Output the full text on health insurance and rising health care costs, reproducing it word for word.

* [GIVEN TEXT]:
·····

How Health Insurance May Have Made Health Care More Expensive

Hitesh
Health Insurance

A problem that is specific to America is widespread medical debt. According to a survey by the Kaiser Family Foundation, around 40% of American people owe at least $250 in medical debt.

“The history of medical debt is basically a history of the changing answer to the following question: When the patient can’t pay the bill, who foots it?”

Dr. Luke Messac, an emergency physician at Brigham and Women’s Hospital in Boston who is writing a book about the history of medical debt. 

Patients have had to spend more out of pocket for healthcare as costs have increased over the previous 50 years.

There are numerous complex factors contributing to the rise in healthcare costs, such as a lack of emphasis on preventative treatment or a lack of price transparency, but the expansion of health insurance was one of the major drivers of inflation.

·····

Spatial localization data:
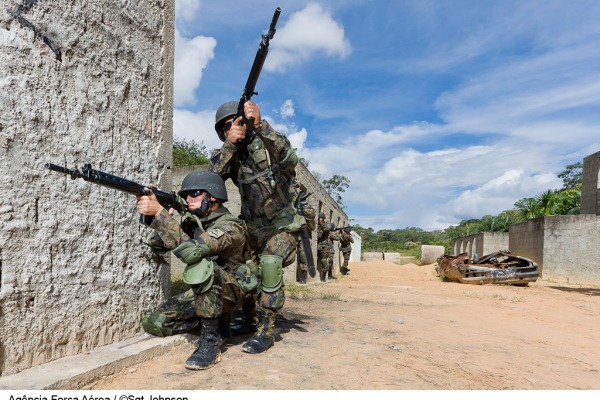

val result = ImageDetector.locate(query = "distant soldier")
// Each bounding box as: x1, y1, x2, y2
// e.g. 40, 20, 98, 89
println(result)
317, 212, 333, 282
137, 171, 258, 370
338, 227, 354, 275
327, 223, 340, 279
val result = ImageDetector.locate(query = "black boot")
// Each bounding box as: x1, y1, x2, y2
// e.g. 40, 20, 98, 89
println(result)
185, 318, 221, 370
219, 312, 232, 345
242, 309, 277, 354
296, 270, 307, 284
231, 304, 258, 336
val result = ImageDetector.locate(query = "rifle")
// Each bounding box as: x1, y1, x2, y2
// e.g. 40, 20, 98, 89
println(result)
233, 7, 281, 143
45, 163, 187, 225
296, 192, 317, 278
330, 226, 352, 231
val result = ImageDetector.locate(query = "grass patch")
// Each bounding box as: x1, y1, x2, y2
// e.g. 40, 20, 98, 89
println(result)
285, 282, 315, 300
321, 292, 342, 301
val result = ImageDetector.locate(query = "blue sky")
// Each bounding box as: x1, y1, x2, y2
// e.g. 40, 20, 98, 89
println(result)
173, 0, 600, 230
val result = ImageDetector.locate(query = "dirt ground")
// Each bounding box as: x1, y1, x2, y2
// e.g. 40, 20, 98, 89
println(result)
89, 261, 600, 390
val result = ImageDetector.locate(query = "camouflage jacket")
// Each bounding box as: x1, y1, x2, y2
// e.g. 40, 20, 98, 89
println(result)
317, 222, 329, 250
340, 231, 354, 251
150, 206, 247, 269
211, 120, 298, 228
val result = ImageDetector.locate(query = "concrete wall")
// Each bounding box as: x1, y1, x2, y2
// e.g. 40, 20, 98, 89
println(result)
508, 217, 544, 274
580, 151, 600, 215
452, 232, 509, 257
171, 164, 360, 282
510, 215, 600, 286
0, 0, 174, 375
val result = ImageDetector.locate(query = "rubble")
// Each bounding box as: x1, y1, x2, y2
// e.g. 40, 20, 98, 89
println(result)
436, 250, 540, 286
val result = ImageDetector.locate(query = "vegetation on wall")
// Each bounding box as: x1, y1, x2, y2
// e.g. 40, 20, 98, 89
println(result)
173, 138, 210, 167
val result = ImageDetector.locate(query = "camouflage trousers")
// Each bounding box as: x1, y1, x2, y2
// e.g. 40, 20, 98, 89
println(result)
247, 223, 298, 312
142, 268, 248, 336
317, 249, 333, 272
342, 250, 352, 269
192, 268, 245, 318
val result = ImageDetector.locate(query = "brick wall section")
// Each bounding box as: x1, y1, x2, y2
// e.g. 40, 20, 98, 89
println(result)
0, 0, 174, 375
581, 151, 600, 215
508, 217, 545, 274
544, 215, 600, 285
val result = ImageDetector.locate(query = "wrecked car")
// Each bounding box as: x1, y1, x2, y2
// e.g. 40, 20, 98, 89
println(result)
436, 250, 540, 286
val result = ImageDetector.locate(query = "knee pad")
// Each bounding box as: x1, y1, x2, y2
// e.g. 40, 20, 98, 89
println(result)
259, 255, 283, 293
183, 258, 215, 294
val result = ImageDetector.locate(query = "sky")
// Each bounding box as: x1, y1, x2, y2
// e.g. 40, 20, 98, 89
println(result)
173, 0, 600, 231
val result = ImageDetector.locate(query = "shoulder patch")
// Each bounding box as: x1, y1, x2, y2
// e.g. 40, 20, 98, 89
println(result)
207, 228, 225, 239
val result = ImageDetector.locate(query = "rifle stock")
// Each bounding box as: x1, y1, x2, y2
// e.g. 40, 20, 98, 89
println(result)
234, 7, 281, 143
45, 163, 185, 225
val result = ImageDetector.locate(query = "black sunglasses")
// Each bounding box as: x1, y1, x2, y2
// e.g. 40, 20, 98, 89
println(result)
184, 190, 204, 198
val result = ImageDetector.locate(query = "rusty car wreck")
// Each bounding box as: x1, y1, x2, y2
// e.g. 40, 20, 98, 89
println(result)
436, 251, 540, 286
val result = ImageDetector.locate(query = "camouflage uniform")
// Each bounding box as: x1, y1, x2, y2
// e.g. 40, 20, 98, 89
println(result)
326, 224, 340, 279
296, 234, 308, 283
317, 220, 333, 282
211, 120, 306, 352
143, 205, 252, 336
340, 230, 354, 275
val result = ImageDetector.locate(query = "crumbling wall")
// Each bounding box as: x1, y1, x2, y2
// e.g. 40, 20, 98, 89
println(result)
581, 151, 600, 215
0, 0, 174, 375
452, 232, 509, 257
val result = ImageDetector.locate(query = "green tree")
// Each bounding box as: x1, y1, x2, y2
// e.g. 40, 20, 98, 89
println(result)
558, 162, 583, 189
173, 138, 210, 167
321, 175, 350, 208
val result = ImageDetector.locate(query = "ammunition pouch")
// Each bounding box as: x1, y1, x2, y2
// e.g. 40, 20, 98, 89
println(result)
279, 148, 298, 171
142, 313, 173, 337
273, 207, 306, 232
259, 255, 283, 293
183, 258, 218, 294
173, 241, 210, 265
235, 263, 258, 292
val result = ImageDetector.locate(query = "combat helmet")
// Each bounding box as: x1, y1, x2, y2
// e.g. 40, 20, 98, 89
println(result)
215, 101, 238, 142
177, 171, 227, 203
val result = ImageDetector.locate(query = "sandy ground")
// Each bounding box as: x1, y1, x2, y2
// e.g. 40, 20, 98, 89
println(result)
89, 261, 600, 390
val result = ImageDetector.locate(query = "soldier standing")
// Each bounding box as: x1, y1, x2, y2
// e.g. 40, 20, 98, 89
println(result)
327, 223, 340, 279
338, 227, 354, 275
317, 212, 330, 282
211, 101, 306, 353
137, 171, 258, 370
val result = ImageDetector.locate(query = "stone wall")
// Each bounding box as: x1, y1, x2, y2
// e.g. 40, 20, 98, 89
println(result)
171, 163, 360, 282
510, 215, 600, 286
452, 232, 509, 257
581, 151, 600, 215
0, 0, 174, 375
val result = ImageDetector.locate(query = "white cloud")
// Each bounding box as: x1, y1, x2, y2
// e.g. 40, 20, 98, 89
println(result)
173, 108, 223, 153
264, 3, 351, 71
279, 99, 295, 118
175, 0, 200, 24
174, 29, 217, 107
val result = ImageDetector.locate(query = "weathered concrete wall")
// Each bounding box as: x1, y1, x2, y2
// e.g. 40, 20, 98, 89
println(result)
544, 215, 600, 285
510, 215, 600, 286
452, 232, 509, 257
580, 151, 600, 215
171, 164, 360, 281
508, 217, 544, 276
0, 0, 174, 375
421, 245, 444, 265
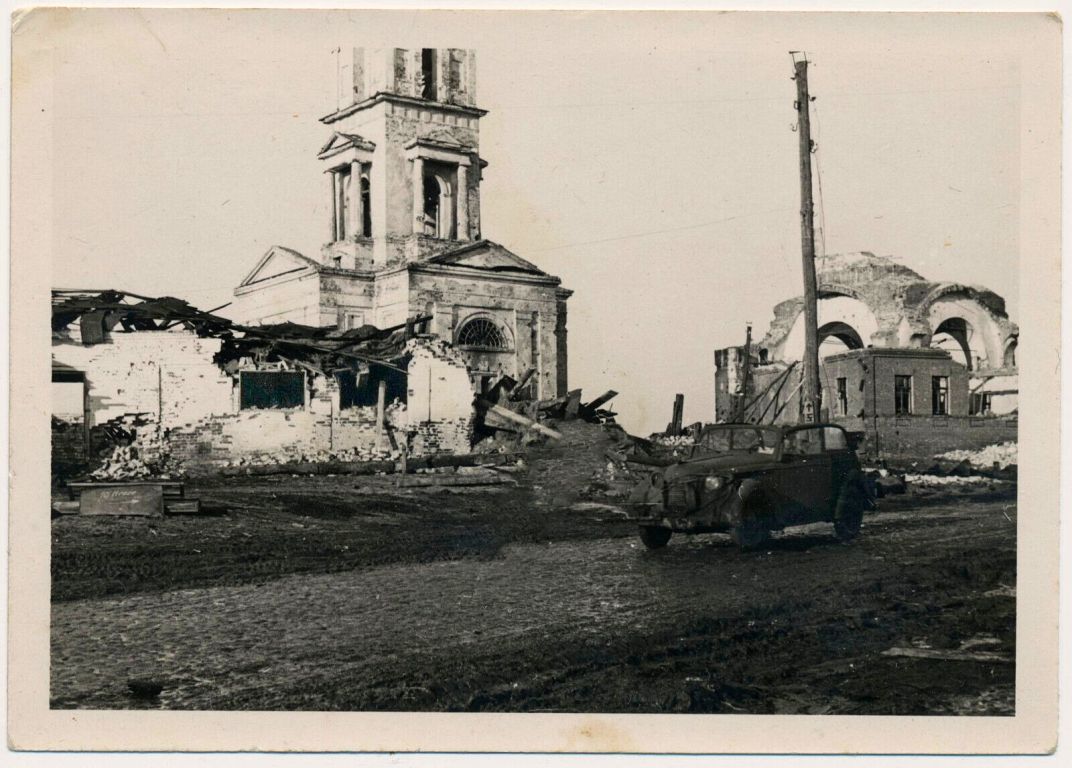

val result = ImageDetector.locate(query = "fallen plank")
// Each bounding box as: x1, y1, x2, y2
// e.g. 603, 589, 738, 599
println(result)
566, 389, 581, 418
882, 648, 1015, 664
399, 473, 517, 488
510, 368, 536, 400
581, 389, 617, 413
164, 499, 200, 515
53, 501, 80, 515
479, 400, 562, 440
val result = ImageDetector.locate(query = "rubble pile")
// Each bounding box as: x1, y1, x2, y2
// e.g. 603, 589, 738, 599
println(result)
224, 448, 402, 468
89, 414, 182, 481
905, 474, 1007, 488
935, 441, 1017, 469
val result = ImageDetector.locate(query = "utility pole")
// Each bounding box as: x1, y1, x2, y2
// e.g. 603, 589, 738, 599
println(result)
791, 51, 820, 424
732, 323, 751, 424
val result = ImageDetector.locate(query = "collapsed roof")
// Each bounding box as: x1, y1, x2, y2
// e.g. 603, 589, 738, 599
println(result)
53, 290, 431, 373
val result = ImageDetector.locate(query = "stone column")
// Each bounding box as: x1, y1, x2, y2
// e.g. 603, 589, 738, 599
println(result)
349, 160, 364, 236
327, 171, 339, 242
458, 165, 468, 240
413, 157, 425, 235
435, 188, 455, 240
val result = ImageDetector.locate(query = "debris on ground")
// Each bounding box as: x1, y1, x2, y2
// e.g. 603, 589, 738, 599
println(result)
935, 441, 1017, 469
905, 474, 1003, 488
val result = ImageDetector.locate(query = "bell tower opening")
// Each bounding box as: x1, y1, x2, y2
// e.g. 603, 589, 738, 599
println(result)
423, 165, 455, 240
420, 48, 438, 101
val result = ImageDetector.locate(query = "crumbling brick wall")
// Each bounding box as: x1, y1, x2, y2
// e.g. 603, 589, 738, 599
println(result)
406, 338, 473, 455
53, 330, 473, 473
836, 416, 1017, 461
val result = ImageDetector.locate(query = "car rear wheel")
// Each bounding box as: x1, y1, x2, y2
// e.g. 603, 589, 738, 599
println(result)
834, 481, 867, 542
640, 526, 673, 549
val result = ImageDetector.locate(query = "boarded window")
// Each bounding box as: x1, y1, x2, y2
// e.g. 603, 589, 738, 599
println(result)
241, 371, 306, 409
822, 427, 849, 451
893, 375, 912, 416
971, 392, 992, 416
834, 376, 849, 416
930, 376, 949, 416
334, 366, 408, 411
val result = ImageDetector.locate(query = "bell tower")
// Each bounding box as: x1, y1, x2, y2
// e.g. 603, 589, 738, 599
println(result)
317, 48, 487, 269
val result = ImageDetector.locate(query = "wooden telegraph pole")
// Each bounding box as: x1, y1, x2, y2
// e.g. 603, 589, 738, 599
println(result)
791, 51, 820, 424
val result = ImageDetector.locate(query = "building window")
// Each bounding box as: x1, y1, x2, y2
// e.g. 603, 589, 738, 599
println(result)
834, 376, 849, 416
334, 366, 407, 411
334, 166, 354, 240
458, 317, 509, 351
239, 371, 306, 410
822, 427, 849, 451
338, 307, 364, 330
361, 176, 372, 237
893, 375, 912, 416
423, 163, 457, 240
971, 392, 993, 416
420, 48, 438, 101
930, 376, 949, 416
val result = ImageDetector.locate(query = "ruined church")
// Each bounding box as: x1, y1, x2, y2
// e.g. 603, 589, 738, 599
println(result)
235, 48, 570, 398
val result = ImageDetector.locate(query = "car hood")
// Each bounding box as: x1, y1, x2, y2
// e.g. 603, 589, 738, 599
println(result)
664, 454, 778, 481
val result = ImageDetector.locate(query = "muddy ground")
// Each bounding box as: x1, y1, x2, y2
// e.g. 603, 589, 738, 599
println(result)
51, 446, 1016, 714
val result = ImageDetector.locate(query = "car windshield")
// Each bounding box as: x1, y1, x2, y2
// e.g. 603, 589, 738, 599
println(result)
697, 426, 781, 454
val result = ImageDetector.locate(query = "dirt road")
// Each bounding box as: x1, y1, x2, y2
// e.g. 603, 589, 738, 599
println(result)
51, 490, 1016, 714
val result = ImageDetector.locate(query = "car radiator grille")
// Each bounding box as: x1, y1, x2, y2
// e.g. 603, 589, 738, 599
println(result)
667, 483, 693, 511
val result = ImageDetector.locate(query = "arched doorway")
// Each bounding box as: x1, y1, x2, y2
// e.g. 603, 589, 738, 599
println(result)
930, 317, 986, 371
819, 322, 864, 359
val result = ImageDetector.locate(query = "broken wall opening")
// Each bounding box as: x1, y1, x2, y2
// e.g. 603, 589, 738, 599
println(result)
334, 365, 408, 411
239, 371, 306, 411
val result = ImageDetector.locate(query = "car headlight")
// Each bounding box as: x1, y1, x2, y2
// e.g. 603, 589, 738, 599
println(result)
703, 475, 726, 490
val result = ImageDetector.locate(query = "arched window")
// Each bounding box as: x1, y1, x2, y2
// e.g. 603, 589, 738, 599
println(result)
361, 176, 372, 237
423, 168, 455, 240
458, 317, 509, 350
1001, 339, 1016, 368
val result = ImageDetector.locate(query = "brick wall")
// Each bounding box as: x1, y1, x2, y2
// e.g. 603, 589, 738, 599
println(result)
53, 330, 473, 473
834, 416, 1017, 461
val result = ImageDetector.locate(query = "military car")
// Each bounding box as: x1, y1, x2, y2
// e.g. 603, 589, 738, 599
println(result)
629, 424, 874, 549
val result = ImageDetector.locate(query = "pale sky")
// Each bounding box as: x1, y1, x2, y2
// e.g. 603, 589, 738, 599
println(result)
35, 11, 1031, 434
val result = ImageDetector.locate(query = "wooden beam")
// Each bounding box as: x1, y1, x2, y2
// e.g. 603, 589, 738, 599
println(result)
477, 399, 562, 440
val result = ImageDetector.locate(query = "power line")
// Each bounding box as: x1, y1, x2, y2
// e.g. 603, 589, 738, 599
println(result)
813, 91, 827, 259
528, 208, 794, 253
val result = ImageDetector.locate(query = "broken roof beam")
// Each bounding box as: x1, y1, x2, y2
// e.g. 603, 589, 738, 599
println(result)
477, 399, 562, 440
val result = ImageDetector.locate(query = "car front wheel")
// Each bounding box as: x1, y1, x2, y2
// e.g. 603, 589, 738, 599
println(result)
834, 482, 867, 542
640, 526, 673, 549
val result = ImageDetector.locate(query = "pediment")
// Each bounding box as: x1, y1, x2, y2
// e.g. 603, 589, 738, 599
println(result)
238, 246, 319, 287
429, 240, 546, 275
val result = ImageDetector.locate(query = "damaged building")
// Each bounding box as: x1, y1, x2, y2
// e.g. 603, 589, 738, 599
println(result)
715, 252, 1019, 457
53, 48, 570, 477
51, 292, 474, 474
233, 48, 570, 398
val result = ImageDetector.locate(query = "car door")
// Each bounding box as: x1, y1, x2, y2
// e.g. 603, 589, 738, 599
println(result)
781, 427, 832, 525
822, 427, 859, 504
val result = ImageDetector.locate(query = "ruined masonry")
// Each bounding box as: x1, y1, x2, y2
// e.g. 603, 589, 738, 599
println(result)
715, 252, 1019, 457
53, 48, 570, 478
235, 48, 570, 399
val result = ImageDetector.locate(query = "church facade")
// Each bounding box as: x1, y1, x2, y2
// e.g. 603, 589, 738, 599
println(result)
235, 48, 571, 398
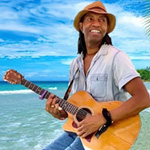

·····

* [RESULT OF THIS EXERCISE]:
How Health Insurance May Have Made Health Care More Expensive

Hitesh
Health Insurance

A problem that is specific to America is widespread medical debt. According to a survey by the Kaiser Family Foundation, around 40% of American people owe at least $250 in medical debt.

“The history of medical debt is basically a history of the changing answer to the following question: When the patient can’t pay the bill, who foots it?”

Dr. Luke Messac, an emergency physician at Brigham and Women’s Hospital in Boston who is writing a book about the history of medical debt. 

Patients have had to spend more out of pocket for healthcare as costs have increased over the previous 50 years.

There are numerous complex factors contributing to the rise in healthcare costs, such as a lack of emphasis on preventative treatment or a lack of price transparency, but the expansion of health insurance was one of the major drivers of inflation.